Passage provided:
----
Francis Crick

Francis Crick is responsible for discovering, along with James Watson, the double-helix structure of the DNA strand.

Synopsis

Biophysicist Francis Crick was born in Northampton, England, in 1916. He helped develop radar and magnetic mines during World War II. After the war, he began researching the structure of DNA for the University of Cambridge Medical Research Council at its Cavendish Laboratory with James D. Watson. He shared the Nobel Prize for Physiology or Medicine in 1962 for his work and continued conducting research until his death in 2004.

Early Years

Francis Harry Compton Crick was born on June 8, 1916, in Northampton, England, and was educated at Northampton Grammar School and Mill Hill School in London. He attended University College London, where he studied physics, graduating with a Bachelor of Science degree in 1937. He soon began conducting research toward a Ph.D., but, in 1939, his path was interrupted by the outbreak of World War II. During the war, he was involved in military research, working on the development of magnetic and acoustic mines. After the war, Dr. R.V. Jones, the head of Britain's wartime scientific intelligence wanted Crick to continue his work, but Crick decided to continue his studies, this time in biology, of which he knew very little at this point.

Supported chiefly by a scholarship from the Medical Research Council, Francis Crick went to Cambridge and worked at the Strangeways Research Laboratory before moving on to Cavendish Laboratory in Cambridge in 1949. An young American biologist named James Watson began his research at the lab in 1951, and he and Crick formed a collaborative working relationship unraveling the mysteries of the structure of DNA. Crick earned his Ph.D. from the University of Cambridge's Gonville and Caius College in 1954.

DNA Research

Crick found inspiration in something he read from Erwin Schrödinger—"How can the events of space and time which take place within the. . .living organism be accounted for by physics and chemistry?"—and Watson convinced Crick that unlocking the secrets of DNA's structure would both provide the answer to Schrödinger's question and reveal DNA's hereditary role. Using X-ray diffraction studies of DNA, in 1953, Watson and Crick constructed a molecular model representing the known physical and chemical properties of DNA. It consisted of two intertwined spiral strands, resembling a twisted ladder (referred to as the "double helix"). They hypothesized that if the two sides split from one another, each side would become the basis for a pattern for the formation of new strands identical to their former partners. This theory and subsequent research led to an explanation of the process behind the replication of a gene and, eventually, the chromosome.
----
What to do:
**1)** Reproduce the passage of the Francis Crick biography between "Early Years" and "at this point.", inclusive.
**2)** Name every person other than Francis Crick who is mentioned in the Francis Crick biography.
**3)** Carry on the Francis Crick biography from where it stops.
----
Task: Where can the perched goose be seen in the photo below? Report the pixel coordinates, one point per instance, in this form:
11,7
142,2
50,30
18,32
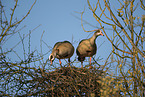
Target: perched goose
62,50
87,47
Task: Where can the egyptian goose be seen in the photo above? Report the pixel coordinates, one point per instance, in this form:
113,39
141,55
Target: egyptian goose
87,47
62,50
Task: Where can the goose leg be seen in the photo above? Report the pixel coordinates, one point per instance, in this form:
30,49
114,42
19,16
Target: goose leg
90,63
81,64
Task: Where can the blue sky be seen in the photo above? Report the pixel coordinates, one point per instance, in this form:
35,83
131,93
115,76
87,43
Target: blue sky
58,21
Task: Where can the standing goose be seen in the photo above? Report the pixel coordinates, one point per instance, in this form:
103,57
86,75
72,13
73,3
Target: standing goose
62,50
87,47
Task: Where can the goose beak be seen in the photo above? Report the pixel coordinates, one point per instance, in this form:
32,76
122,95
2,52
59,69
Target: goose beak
102,34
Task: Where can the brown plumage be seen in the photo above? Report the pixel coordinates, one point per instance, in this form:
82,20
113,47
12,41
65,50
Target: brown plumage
87,47
62,50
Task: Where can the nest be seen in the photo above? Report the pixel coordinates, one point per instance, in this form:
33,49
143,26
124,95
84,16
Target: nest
67,81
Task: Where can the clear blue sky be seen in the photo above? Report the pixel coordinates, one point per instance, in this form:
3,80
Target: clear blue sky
59,23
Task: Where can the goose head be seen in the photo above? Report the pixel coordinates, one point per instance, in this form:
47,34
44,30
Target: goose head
98,33
53,55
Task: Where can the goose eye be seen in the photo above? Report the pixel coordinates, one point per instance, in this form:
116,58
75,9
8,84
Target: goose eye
51,57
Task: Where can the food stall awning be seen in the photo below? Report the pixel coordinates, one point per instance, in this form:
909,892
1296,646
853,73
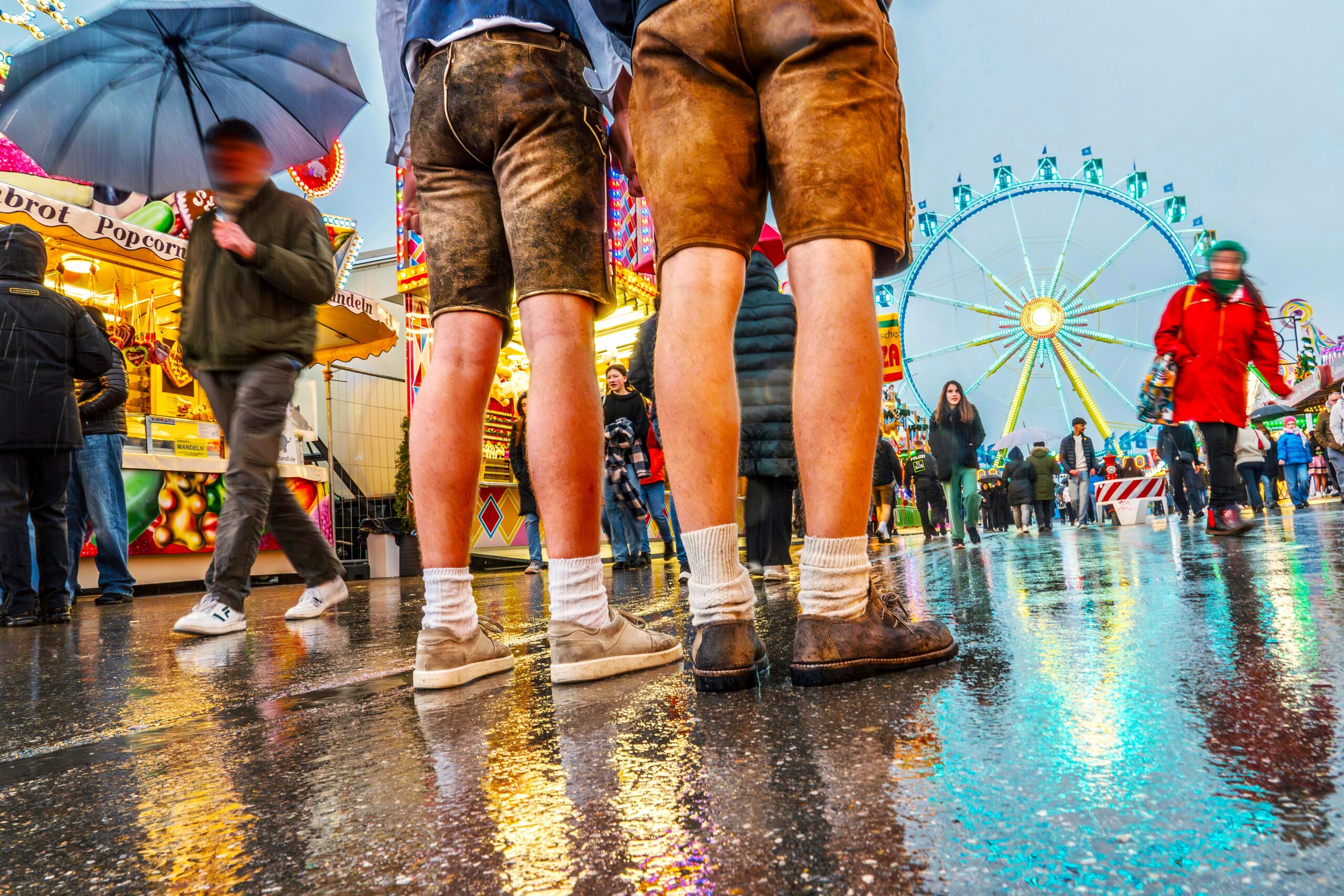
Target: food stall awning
353,327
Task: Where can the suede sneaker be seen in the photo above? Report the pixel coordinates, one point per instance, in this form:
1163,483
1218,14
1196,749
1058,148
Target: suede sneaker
884,638
444,661
728,656
624,644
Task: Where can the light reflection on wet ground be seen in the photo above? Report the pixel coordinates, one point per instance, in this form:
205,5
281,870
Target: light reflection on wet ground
1135,710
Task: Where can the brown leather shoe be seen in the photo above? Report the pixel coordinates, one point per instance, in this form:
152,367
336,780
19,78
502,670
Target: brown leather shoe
885,638
728,656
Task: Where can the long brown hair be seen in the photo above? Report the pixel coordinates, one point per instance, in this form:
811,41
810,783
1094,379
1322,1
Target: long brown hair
965,410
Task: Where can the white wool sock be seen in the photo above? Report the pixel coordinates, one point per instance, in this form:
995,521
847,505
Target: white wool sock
721,589
448,601
834,577
577,592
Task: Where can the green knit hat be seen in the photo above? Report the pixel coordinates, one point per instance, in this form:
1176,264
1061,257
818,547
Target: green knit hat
1229,246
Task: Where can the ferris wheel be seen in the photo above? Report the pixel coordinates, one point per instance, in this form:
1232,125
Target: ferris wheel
1043,282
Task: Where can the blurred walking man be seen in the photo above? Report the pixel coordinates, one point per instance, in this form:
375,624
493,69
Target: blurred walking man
256,270
508,147
47,343
734,100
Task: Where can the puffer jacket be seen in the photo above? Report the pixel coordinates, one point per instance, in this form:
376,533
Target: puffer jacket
954,444
46,343
1292,448
102,402
1022,477
762,345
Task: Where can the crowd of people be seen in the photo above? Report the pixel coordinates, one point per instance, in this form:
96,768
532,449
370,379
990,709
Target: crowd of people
499,125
----
Your responses:
**1)**
Early Years

Francis Harry Compton Crick was born on June 8, 1916, in Northampton, England, and was educated at Northampton Grammar School and Mill Hill School in London. He attended University College London, where he studied physics, graduating with a Bachelor of Science degree in 1937. He soon began conducting research toward a Ph.D., but, in 1939, his path was interrupted by the outbreak of World War II. During the war, he was involved in military research, working on the development of magnetic and acoustic mines. After the war, Dr. R.V. Jones, the head of Britain's wartime scientific intelligence wanted Crick to continue his work, but Crick decided to continue his studies, this time in biology, of which he knew very little at this point.

**2)** James D. Watson, R.V. Jones, Erwin Schrödinger

**3)**
Watson and Crick published a paper outlining their DNA double-helical structure in the scientific journal Nature in April 1953. To arrive at their groundbreaking discovery, they had used the work of English chemist Rosalind Franklin, a colleague of Maurice Wilkins's at King's College London, however, her contribution to their findings would go largely unrecognized until after her death. Franklin had compiled several unpublished working papers describing the structural qualities of DNA, and with her student Raymond Gosling had taken an X-ray diffraction image of DNA, known as Photo 51, which would become crucial evidence in identifying the structure of DNA. Without Franklin's knowledge or permission, Wilkins shared Photo 51 and her data with Watson. Although Watson and Crick included a footnote in their article acknowledging that they were "stimulated by a general knowledge" of Franklin's unpublished contributions, it was Watson, Crick and Wilkins who went on to receive a Nobel Prize for their work in 1962, four years after Franklin had died of ovarian cancer.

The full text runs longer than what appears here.